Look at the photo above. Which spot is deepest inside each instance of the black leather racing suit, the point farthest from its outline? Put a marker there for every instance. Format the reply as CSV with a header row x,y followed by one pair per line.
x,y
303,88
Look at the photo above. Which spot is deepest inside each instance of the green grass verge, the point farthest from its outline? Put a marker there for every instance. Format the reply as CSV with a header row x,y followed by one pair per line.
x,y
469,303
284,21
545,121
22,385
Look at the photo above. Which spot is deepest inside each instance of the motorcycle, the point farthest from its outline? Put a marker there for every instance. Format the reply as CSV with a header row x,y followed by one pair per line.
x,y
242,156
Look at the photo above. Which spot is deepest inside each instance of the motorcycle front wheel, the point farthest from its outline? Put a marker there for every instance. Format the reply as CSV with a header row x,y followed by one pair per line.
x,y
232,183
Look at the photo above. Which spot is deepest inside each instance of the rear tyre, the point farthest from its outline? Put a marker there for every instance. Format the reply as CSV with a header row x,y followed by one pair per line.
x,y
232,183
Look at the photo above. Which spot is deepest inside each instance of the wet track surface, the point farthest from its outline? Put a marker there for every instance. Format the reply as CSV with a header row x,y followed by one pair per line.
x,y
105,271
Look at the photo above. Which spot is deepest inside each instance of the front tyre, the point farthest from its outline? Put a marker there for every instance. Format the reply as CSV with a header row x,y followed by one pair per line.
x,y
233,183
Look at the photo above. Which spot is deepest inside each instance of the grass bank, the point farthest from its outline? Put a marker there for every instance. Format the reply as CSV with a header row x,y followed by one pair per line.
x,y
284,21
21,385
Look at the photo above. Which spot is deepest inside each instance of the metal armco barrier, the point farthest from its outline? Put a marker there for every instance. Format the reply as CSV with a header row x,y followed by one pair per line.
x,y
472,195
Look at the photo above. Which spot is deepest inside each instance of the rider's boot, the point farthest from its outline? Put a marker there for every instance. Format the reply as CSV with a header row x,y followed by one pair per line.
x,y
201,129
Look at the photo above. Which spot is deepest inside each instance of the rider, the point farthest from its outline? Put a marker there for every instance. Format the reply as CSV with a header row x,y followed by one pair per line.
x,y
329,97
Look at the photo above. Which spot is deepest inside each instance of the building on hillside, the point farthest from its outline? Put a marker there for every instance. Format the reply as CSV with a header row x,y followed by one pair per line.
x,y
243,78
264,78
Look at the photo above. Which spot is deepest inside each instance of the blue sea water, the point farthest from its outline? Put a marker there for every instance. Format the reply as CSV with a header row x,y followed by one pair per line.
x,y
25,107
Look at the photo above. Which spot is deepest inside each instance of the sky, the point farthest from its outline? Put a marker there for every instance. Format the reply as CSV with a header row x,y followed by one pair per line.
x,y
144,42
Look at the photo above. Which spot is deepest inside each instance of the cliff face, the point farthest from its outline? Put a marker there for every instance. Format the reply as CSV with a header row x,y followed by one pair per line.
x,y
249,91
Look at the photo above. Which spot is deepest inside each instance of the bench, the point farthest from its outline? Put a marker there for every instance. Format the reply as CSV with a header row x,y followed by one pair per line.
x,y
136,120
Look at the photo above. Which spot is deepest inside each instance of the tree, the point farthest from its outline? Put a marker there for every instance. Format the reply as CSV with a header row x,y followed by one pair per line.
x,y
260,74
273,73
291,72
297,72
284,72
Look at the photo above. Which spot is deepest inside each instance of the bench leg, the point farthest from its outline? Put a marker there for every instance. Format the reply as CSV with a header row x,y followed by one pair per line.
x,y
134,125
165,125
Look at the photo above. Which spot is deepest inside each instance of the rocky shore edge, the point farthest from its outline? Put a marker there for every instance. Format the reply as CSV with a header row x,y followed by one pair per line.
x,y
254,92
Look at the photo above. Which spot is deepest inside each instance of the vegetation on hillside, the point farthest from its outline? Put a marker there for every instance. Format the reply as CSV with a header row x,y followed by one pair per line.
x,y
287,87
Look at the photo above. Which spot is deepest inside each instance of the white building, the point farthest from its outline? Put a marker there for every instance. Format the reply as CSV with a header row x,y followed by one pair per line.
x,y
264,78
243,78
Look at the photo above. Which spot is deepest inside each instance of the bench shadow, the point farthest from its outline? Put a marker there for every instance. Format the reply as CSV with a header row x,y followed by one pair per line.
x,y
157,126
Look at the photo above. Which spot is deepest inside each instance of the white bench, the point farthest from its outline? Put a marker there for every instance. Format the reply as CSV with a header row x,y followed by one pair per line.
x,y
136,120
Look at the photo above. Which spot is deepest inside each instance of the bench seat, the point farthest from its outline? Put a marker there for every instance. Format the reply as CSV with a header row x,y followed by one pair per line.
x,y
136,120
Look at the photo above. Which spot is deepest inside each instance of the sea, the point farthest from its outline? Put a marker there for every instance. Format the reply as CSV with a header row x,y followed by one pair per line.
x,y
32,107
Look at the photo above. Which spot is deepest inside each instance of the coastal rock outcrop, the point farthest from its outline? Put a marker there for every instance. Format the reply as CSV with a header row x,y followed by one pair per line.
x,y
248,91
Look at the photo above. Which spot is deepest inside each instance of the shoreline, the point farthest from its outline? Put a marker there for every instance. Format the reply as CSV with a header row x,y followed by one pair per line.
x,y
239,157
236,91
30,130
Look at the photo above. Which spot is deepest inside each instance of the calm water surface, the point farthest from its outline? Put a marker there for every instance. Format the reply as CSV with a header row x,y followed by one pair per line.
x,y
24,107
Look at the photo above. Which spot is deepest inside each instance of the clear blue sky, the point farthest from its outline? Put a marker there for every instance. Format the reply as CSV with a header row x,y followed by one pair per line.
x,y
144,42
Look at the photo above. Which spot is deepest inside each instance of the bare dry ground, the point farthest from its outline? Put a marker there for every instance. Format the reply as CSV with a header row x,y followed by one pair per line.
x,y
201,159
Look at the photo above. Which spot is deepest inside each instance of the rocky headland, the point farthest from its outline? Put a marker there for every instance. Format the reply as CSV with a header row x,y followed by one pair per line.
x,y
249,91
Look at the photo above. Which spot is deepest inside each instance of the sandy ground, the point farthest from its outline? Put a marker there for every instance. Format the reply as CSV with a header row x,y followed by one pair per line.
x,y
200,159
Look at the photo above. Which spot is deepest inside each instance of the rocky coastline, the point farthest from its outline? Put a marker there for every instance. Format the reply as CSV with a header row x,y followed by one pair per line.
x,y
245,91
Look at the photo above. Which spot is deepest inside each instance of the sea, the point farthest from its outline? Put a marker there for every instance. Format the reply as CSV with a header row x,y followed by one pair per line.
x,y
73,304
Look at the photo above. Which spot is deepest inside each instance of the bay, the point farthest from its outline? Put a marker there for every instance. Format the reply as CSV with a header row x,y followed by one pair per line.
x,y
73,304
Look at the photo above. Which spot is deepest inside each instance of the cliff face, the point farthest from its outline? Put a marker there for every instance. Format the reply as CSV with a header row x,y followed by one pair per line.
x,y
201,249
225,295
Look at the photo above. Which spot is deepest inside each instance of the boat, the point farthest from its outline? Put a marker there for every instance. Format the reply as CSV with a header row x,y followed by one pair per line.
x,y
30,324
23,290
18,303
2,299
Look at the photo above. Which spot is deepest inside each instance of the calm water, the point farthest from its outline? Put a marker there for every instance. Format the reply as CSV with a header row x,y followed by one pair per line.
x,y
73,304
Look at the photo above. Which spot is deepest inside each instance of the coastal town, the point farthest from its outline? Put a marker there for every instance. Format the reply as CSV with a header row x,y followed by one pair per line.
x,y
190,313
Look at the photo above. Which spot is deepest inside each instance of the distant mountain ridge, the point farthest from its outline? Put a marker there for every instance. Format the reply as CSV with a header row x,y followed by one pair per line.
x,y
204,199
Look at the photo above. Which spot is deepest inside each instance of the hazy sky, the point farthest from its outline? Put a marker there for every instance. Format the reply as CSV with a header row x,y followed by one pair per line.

* What needs to be done
Return every entry verbatim.

* Task output
Look at the photo above. Which spot is deepest inside each instance of the black leather racing suit, the point farthest from its outline? Put a marker there for every instance. Format the reply as CSV with a header row x,y followed by one pair per line.
x,y
303,88
Look at the photo above. Which spot is deepest inside each instance of the green grass verge, the point farthest from its outline? Put a marker there for every instance. Format the reply as CSV with a header row x,y followed by one pair per line.
x,y
469,303
284,21
545,121
22,385
Look at the photo above. Which spot is deepest inside each instance of the motorcycle, the point farthest from its outline? Put a marker there for every instance. Format the reply as CSV with a header row x,y followed by one pair per line.
x,y
242,156
Look at the photo above. Which spot is deepest inside each instance of the motorcycle front wheel, the point farthest from its outline? Put a marker there for every instance. Format the reply as CSV with a header row x,y followed by one pair per line.
x,y
232,183
Look at the photo above. Which spot is deepest inside each instance of the rear tyre, the point farthest from its outline? Put a marker there for every instance. Format the reply as CSV with a header row x,y followed by one pair per line.
x,y
232,183
Look at the photo above. Which spot is deepest inside each instance of the wet track surface, the point farthest from its outline? Put a marker there for every instance. Format the reply as CSV with a header row x,y followed by one pair per line.
x,y
105,271
Look at the photo above. Which spot is deepest inside each instance of the front tyre, the point farthest from its outline? Put a marker there for every instance. Format the reply as CSV with a header row x,y followed by one pair per line.
x,y
233,183
Look at the photo above. Which spot is deepest inside each instance of the grass bank, the point farthest from its outline? Put a marker there for every instance. Format the reply as CSV with a header row x,y followed by one pair per line.
x,y
284,21
21,385
Look at the photo above. Which spot is deepest inside each instance of the metal armco barrier, the point farthest from its outline? Put a marker there for every instance. Format the reply as CSV with a header row x,y followed by one pair per line.
x,y
472,195
Look at the photo above. Which spot is deepest inside each instance of the rider's boot, the point farthest from its outline? Put a marker there for every instance. Format the reply as CSV with a header row x,y followed by one pair per line.
x,y
201,129
Look at the photo above. Which spot is deepest inside each instance of the rider, the point farthest from its outline? Put a marker there for every instance. Format the reply as CSV with a header row x,y followed by one pair per line.
x,y
329,97
Look at the photo above. Which spot is deepest inside each instance of the building on hillside, the point farthest from its outline? Put a marker there for every instance. Format the reply as CSV with a header row x,y followed by one pair per line.
x,y
243,78
264,78
Look at the photo above. Which spot is deepest inside each instance of the blue sea water, the point farthest from its outline? Put a marker there for every instance. Format the reply as CSV with a header row x,y followed by one pair per line.
x,y
25,107
Look at the photo above. Which spot is deepest inside each instance of the sky, the point farthest from its outline? Put a marker there for every instance. Format the reply as CSV with a header row x,y followed by one pair per line.
x,y
144,42
Look at the photo above. Which spot is deepest inside each instance of the cliff face, the point farthest from its outline? Put a marker there for every instance. Format the reply as CSV with a header row x,y followed by one pair per line.
x,y
249,91
Look at the photo above. Which spot is deepest inside each instance of the bench, the point farthest from its outline? Put a marker there for every instance. Format the reply as CSV with a header row x,y followed by one pair per line.
x,y
136,120
Look at the photo above. Which spot is deepest inside each instance of the tree, the point farthest from its outline? Put a marker there for every instance. Format the reply as CSV with a header row x,y followed by one pair per line.
x,y
260,74
273,73
291,72
297,72
284,72
Look at the photo above. Which spot is deepest inside each instance of the bench leg, the point farthest from its outline? Put a marker there for every instance. Format the reply as CSV with a header row x,y followed by one pair per line.
x,y
134,125
165,125
Look at the photo above. Which spot is deepest inside each instance of the rocky shore edge, the point farthest from its outline? Put a marker there for every instance. Format the reply as CSV with a header row x,y followed by one pair per line.
x,y
254,92
Look at the photo above. Which spot is deepest inside each instance of the vegetation on hillside, the point farthest from its outline? Put a marker there for every instance. Format the reply as CSV with a header row x,y followed by one pair per line.
x,y
287,87
Look at the photo above. Which spot is deepest inside each instance of the white building, the point farthest from its outline? Put a marker there for every instance. Format the reply as CSV with a header row x,y followed by one pair per line.
x,y
264,78
243,78
Look at the photo above. Which spot is deepest inside each instance of the bench shadow, the point farthest from its outline? Put a marker there for every instance. Format the reply as CSV with a header row x,y followed by one pair per line.
x,y
157,126
Look at the photo above. Which spot is deepest inside each instance of the white bench, the point farthest from its outline? Put a marker there for every instance. Format the reply as CSV with a header row x,y followed by one pair per line.
x,y
136,120
Look at the photo above. Which spot is deepest inside each instance of the bench seat, the point farthest from its outline? Put a marker there for every instance. Format the reply as CSV with a header row x,y followed by one pair per line.
x,y
136,120
Look at the photo above. Which spot is deepest inside each instance of the sea, the point farthest from its outline? Put a marker there for every instance. Format the reply as CSV with a header row x,y followed by one pair per line.
x,y
32,107
Look at the photo above. Which spot is deepest inside each instance of the coastal rock outcrop, the point farthest from its outline? Put a marker there for every instance. Format the reply as CSV with a header row x,y followed by one pair per line.
x,y
248,91
Look at the photo above. Which spot is deepest inside each instance of the shoreline, the point farthest from its outline? Put a marker there for every instance. Format the reply as CSV with a header row x,y followed by one pair per line.
x,y
239,157
236,91
30,130
Look at the photo above. Which spot is deepest inside each instance of the calm water surface, the point farthest from its outline? Put a marker there for every instance. Format the reply as CSV with a header row x,y followed by one pair per line.
x,y
24,107
Look at the photo above. Which spot is deepest inside each instance of the clear blue sky, the point farthest from its outline? Put a marker there for every instance. Format the reply as CSV with a header row x,y followed by one pair per line.
x,y
144,42
Look at the photo above. Which spot is deepest inside each instance of the bare dry ground, the point farthest from its outline? Put a marker there for every instance. Format the reply as CSV with a header row x,y followed by one pair per line.
x,y
201,159
Look at the photo above. Which spot is deepest inside each instance of the rocky headland, the point farthest from its outline? Put a marker there for every instance. Format the reply as CSV with a header row x,y followed by one pair per line.
x,y
249,91
Look at the photo above. Which spot is deepest inside each instance of the sandy ground, the point farthest from its outline? Put a marker there for every instance. Format the reply as CSV with a header row x,y followed by one pair per line.
x,y
200,159
Look at the photo above. Which spot is deepest inside each instance of the rocky coastline, the point farthest from its outline? Put a marker there for every instance. Format the reply as CSV with a header row x,y followed by one pair per line.
x,y
245,91
Look at the photo above. Which spot is deepest inside each instance of the sea, the point farthest from its outline? Put a marker there for every instance. Format the reply as CSV with a header row x,y followed by one pair per line.
x,y
73,304
Look at the photo above. Which spot is deepest inside each instance of the bay, the point farthest from its outline? Put a marker there for every instance. Format the reply as CSV with a header row x,y followed by one pair per line.
x,y
73,304
Look at the photo above. Which spot is deepest inside each instance of the cliff face, the point farthest from its outline? Put a marker there for every instance. Format the reply as CSV with a header row x,y followed by one pair per line.
x,y
201,249
225,295
Look at the photo above. Which spot is deepest inside each instance of the boat, the point farthest from its outline? Put a marker there for every instance. Format the reply as CSV with a header row x,y followed by one pair per line.
x,y
30,324
23,290
18,303
2,299
Look at the photo above. Which spot is deepest inside each instance of the calm water, the point farthest from its outline? Put a marker there for every instance. Format the reply as CSV with a header row x,y followed by one pair per line.
x,y
73,304
Look at the photo above. Which spot is deepest inside each instance of the coastal town, the point farthest from its outline? Put a marker there for every instance. Format the reply as CSV with a header row x,y followed by one pair per line.
x,y
190,313
Look at the photo above. Which spot is deepest inside each instance of the distant mountain ridge, the point farthest from its outline? Put a marker there for every instance. Format the reply as CSV with a header row x,y followed by one pair per line.
x,y
204,199
Look at the photo above. Which spot is deepest inside each instance of the hazy sky, the point farthest from its outline? Put a marker there for every instance. Format the reply as CSV with a header row x,y followed by one pair per line.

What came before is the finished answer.